▶ Data to process:
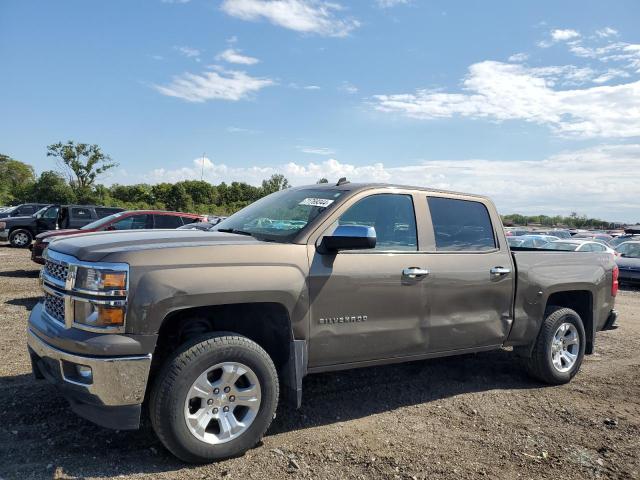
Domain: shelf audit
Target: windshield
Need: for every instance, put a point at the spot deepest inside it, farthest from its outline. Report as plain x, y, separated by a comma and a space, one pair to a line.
569, 247
103, 221
280, 216
631, 250
41, 211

▶ Exercise: From the line that holds "Target: windshield" down to the last line of the material, copy every line exactly and add nothing.

▶ Result for this exercise:
Target: windshield
Need: for every instance, put a point at the spot deepest inside it, farthest from its outline. Report as plain x, y, separated by a comma and a space, one pair to a line.
569, 247
103, 221
280, 216
631, 250
41, 211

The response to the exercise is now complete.